:: Testo fornito ::
▬▬▬▬▬▬

La premier nell'angolo
Perché l’Italia non approva il Mes, il pressing dell’Europa su Meloni: via libera o “lacrime e sangue”
Il pressing, gentile ma asfissiante è già partito da Fmi ed Eurogruppo. Giorgetti protesta ma le maglie, con la procedura d’infrazione alle porte, sono strette
Politica - di David Romoli
L’Europa vuole la firma italiana in calce alla riforma del Mes e la vuole fortissimamente. Ieri a Lussemburgo si sono riuniti i governatori del Mes e l’occasione era perfetta dal momento che proprio oggi scadono i sei mesi dal no italiano che ha paralizzato la riforma, che non può decollare senza l’unanimità. Tanti ne erano necessari per avviare il ripensamento e ora sono passati.
Il pressing su Giorgetti è pesante e corale, pur se cortese e diplomatico. “Ho incoraggiato l’Italia a firmare. In questi tempi difficili abbiamo davvero bisogno di questo strato di protezione al sistema bancario”, racconta all’uscita il presidente del Mes Gramegna. “Rispetto l’Italia ma la mancata ratifica è una perdita collettiva. Se un Paese decide di non avvalersi di questo strumento altri Paesi potrebbero voler accedere”, rincara il presidente dell’Eurogruppo Donohoe. Il Fmi corre in soccorso e chiede di “dare la priorità alla ratifica”.

▬▬▬▬▬▬

Righe di dati
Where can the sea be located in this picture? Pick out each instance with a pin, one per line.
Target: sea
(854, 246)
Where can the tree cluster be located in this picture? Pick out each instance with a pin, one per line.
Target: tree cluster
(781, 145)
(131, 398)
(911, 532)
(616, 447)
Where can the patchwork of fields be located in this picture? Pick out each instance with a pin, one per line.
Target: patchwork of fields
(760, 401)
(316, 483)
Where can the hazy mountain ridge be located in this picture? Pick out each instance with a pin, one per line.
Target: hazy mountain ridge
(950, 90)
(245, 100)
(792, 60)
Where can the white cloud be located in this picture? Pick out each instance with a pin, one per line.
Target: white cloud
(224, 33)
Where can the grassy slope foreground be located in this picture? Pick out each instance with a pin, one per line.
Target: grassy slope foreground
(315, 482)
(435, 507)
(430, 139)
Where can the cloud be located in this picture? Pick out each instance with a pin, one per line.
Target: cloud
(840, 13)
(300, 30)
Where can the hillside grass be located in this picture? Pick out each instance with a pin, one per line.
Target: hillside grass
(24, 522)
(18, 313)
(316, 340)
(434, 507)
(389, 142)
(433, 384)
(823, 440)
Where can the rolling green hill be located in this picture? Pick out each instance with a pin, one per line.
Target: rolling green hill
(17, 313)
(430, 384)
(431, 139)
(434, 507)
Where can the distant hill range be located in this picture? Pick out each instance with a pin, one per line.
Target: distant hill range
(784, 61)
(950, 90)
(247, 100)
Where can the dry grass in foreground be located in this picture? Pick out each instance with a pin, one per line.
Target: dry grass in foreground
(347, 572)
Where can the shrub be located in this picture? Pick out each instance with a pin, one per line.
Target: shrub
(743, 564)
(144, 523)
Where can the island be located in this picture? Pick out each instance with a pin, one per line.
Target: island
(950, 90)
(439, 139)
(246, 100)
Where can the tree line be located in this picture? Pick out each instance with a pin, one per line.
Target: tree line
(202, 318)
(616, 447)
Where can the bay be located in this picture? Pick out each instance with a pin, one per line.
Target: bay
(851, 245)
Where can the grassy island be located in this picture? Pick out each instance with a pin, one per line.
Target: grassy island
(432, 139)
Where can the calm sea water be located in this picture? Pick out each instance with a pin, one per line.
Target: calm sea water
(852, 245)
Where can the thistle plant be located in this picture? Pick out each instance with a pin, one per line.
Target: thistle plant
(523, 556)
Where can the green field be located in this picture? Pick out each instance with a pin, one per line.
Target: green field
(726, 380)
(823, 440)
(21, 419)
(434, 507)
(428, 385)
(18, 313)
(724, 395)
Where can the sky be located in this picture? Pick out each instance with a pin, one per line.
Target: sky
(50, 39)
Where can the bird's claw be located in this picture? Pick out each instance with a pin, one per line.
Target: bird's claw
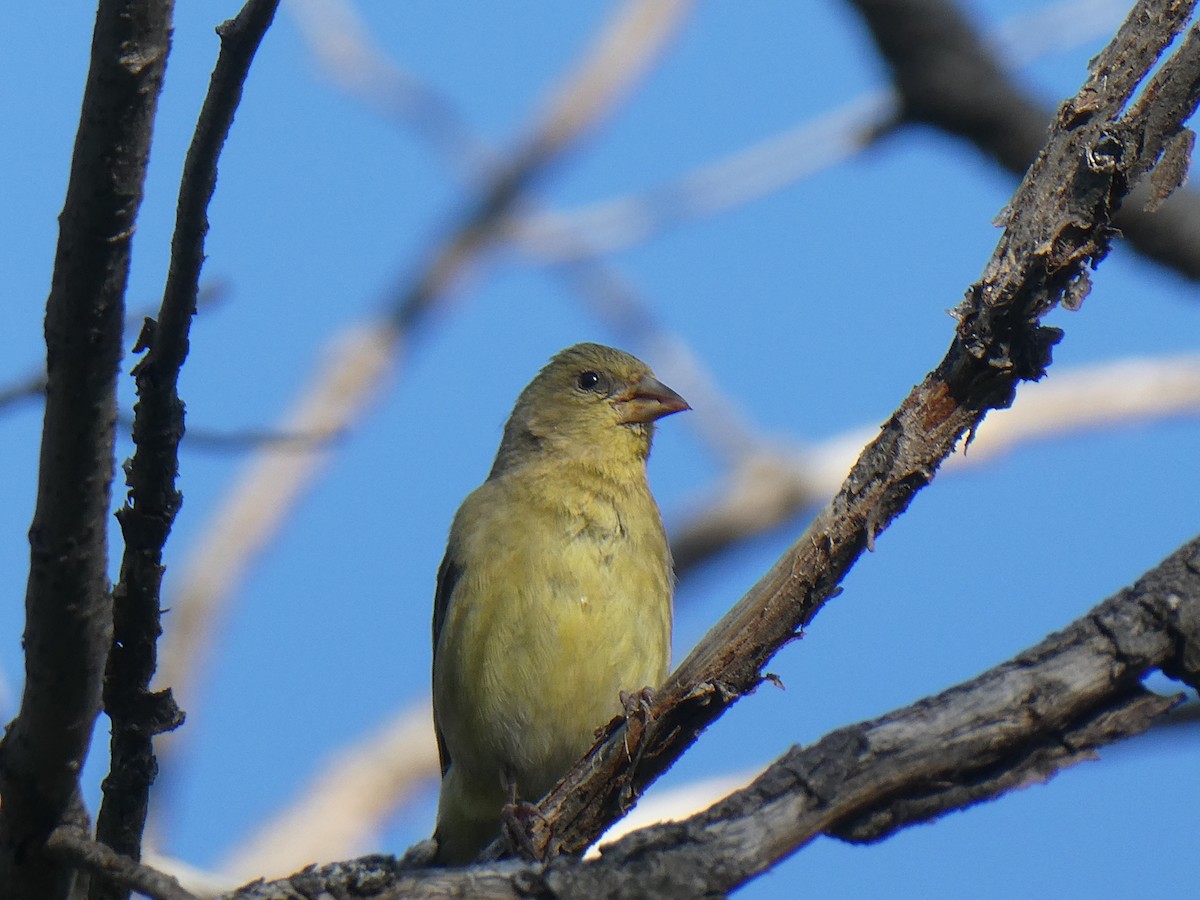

▬▬▬▬▬▬

:: Istruzioni ::
1 - Riporti il passo dell'articolo sul Mes da "Il pressing, gentile" fino a "ora sono passati." compreso, modificandolo con la sostituzione di "Lussemburgo" con "Bruxelles".
2 - Secondo l'articolo sul Mes, chi è il presidente dell'Eurogruppo?
I dati non hanno alcuna relazione con l'articolo sul Mes.

:: Elenco soluzioni ::
1 -
Il pressing, gentile ma asfissiante è già partito da Fmi ed Eurogruppo. Giorgetti protesta ma le maglie, con la procedura d’infrazione alle porte, sono strette
Politica - di David Romoli
L’Europa vuole la firma italiana in calce alla riforma del Mes e la vuole fortissimamente. Ieri a Bruxelles si sono riuniti i governatori del Mes e l’occasione era perfetta dal momento che proprio oggi scadono i sei mesi dal no italiano che ha paralizzato la riforma, che non può decollare senza l’unanimità. Tanti ne erano necessari per avviare il ripensamento e ora sono passati.

2 - Donohoe.